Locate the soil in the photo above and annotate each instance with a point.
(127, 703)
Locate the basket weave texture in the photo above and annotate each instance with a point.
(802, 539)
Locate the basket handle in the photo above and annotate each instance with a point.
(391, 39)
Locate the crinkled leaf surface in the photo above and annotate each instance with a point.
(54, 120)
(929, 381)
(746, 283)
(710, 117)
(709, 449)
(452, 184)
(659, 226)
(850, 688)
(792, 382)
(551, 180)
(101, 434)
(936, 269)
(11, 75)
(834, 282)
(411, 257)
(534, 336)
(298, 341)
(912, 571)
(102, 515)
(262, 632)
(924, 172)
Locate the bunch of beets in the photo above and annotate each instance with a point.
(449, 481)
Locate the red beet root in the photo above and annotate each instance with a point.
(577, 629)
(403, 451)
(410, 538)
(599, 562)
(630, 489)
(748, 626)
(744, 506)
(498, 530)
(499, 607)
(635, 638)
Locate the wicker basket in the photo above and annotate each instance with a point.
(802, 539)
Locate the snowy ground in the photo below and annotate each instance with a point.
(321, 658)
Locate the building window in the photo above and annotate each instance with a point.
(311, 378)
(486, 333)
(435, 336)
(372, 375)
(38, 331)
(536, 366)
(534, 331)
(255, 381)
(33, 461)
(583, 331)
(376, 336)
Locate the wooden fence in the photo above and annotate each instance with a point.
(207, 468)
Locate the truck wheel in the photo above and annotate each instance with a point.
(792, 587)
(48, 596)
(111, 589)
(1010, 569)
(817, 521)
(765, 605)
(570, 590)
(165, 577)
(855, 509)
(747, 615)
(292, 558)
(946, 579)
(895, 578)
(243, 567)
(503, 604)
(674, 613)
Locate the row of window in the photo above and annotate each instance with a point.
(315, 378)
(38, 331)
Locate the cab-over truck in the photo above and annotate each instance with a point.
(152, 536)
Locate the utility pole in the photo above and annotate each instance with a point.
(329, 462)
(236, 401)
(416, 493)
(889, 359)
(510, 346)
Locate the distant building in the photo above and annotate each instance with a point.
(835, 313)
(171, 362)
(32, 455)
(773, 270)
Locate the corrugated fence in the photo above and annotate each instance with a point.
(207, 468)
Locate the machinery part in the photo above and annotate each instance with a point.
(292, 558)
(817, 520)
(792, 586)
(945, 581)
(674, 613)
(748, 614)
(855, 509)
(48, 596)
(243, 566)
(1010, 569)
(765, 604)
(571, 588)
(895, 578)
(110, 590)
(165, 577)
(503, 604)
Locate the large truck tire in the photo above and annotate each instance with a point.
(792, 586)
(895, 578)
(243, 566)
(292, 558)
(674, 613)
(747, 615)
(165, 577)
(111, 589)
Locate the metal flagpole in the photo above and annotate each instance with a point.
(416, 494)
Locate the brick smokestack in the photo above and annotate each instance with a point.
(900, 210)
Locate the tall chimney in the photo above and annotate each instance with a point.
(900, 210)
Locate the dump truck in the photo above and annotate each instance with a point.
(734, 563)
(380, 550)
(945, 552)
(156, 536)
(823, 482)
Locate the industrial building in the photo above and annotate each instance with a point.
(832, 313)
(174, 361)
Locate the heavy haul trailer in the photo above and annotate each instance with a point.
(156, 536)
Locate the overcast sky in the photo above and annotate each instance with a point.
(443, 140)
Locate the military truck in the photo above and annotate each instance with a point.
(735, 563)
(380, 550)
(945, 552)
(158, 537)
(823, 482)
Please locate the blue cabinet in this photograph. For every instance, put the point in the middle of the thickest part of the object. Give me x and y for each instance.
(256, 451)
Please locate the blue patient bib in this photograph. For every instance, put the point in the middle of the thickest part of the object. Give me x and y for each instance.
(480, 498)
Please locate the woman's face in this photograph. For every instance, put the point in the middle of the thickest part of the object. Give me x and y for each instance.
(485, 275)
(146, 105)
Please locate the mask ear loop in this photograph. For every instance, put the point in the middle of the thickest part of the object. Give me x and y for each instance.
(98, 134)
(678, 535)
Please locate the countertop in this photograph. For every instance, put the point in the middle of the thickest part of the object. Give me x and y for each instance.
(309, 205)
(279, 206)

# # # #

Your instructions: Reproduce all of the records above word for word, changing nothing.

Exercise response:
Locate the soil in the photo above and annotate each instance with a point.
(127, 703)
Locate the basket weave texture in the photo above and annotate each instance with a point.
(802, 539)
Locate the basket handle in the photo above and annotate each instance with a point.
(391, 39)
Locate the crinkled leaf surface in the photo above and annotate each instance with a point.
(54, 120)
(929, 381)
(746, 283)
(710, 117)
(709, 449)
(452, 184)
(659, 226)
(850, 688)
(792, 382)
(551, 180)
(101, 434)
(936, 269)
(11, 75)
(834, 282)
(411, 257)
(534, 336)
(298, 341)
(912, 571)
(102, 515)
(262, 632)
(924, 172)
Locate the bunch of beets in the photo above and annotate each instance with a point.
(449, 481)
Locate the red beet root in the photo above and annotate each instance with a point.
(577, 629)
(403, 451)
(410, 538)
(599, 562)
(630, 489)
(748, 626)
(744, 506)
(498, 530)
(499, 607)
(635, 638)
Locate the wicker basket in the photo above and annotate each instance with a point.
(802, 539)
Locate the snowy ground in the photo below and annotate each instance with a point.
(321, 658)
Locate the building window in the photo above and annotate each instance with a point.
(311, 378)
(486, 333)
(435, 336)
(372, 375)
(38, 331)
(536, 366)
(534, 331)
(255, 381)
(33, 461)
(583, 331)
(376, 336)
Locate the wooden fence in the photo above and annotate each instance with a point.
(207, 468)
Locate the truck wheel in the photo above and annotate each instance with a point.
(792, 587)
(48, 596)
(111, 589)
(1010, 569)
(817, 521)
(765, 605)
(570, 590)
(165, 577)
(855, 509)
(747, 615)
(292, 558)
(946, 579)
(895, 578)
(243, 567)
(503, 604)
(674, 613)
Locate the row of window in the photo above and annotate each instance with a point.
(315, 378)
(38, 331)
Locate the cab-over truck in the photo above and annotate each instance with a point.
(152, 536)
Locate the utility pole in the photo above and annotate each instance with a point.
(329, 462)
(236, 401)
(416, 493)
(889, 359)
(510, 346)
Locate the distant building in the photo above and annotate each instance with a point.
(835, 313)
(171, 362)
(32, 455)
(773, 270)
Locate the corrugated fence in the photo above and annotate each instance with a point.
(207, 468)
Locate the machinery part in the photo above and annotate each instance with a point.
(292, 558)
(817, 520)
(792, 586)
(945, 581)
(674, 613)
(748, 614)
(855, 509)
(48, 596)
(243, 566)
(1010, 569)
(765, 604)
(571, 588)
(895, 578)
(110, 590)
(165, 577)
(503, 604)
Locate the large truck tire in the photo above and annotate each instance with a point.
(792, 586)
(895, 578)
(243, 566)
(292, 558)
(674, 613)
(747, 615)
(165, 577)
(111, 589)
Locate the metal flagpole in the photo above and annotate each instance with a point.
(416, 494)
Locate the brick smokestack in the photo above and annotate each instance with a point.
(900, 210)
Locate the tall chimney in the photo above and annotate each instance with a point.
(900, 210)
Locate the dump truck in the photo above and annotate each instance with a point.
(734, 563)
(380, 550)
(945, 552)
(156, 536)
(823, 482)
Locate the industrial building in the photo above and annotate each instance with a point.
(832, 313)
(174, 361)
Locate the heavy haul trailer in the photo above and annotate each instance with a point.
(156, 536)
Locate the overcast sky in the photo above and annotate each instance with a point.
(443, 140)
Locate the military truck in the photo above and annotate each instance with a point.
(735, 563)
(380, 550)
(945, 552)
(158, 537)
(823, 482)
Please locate the blue cabinet in this photograph. For every instance, put the point in the middle of the thickest part of the object. Give me x and y for each instance.
(256, 451)
Please locate the blue patient bib in this photograph. For every instance, put the point in the middle of the thickest part of the object. Give me x and y for each instance.
(480, 498)
Please locate the woman's face in this photograph. For every instance, put the point in the middle of the thickest part of the object. Give me x and y for each instance.
(485, 275)
(146, 105)
Please locate the mask ear loop in this photograph. For every instance, put the point in the middle of the thickest part of the object. Give me x and y for each instance.
(98, 134)
(678, 535)
Please locate the countertop in this photograph. For every instance, put the point in the middle of the thickest part of the object. Give me x and y for each instance.
(309, 205)
(279, 206)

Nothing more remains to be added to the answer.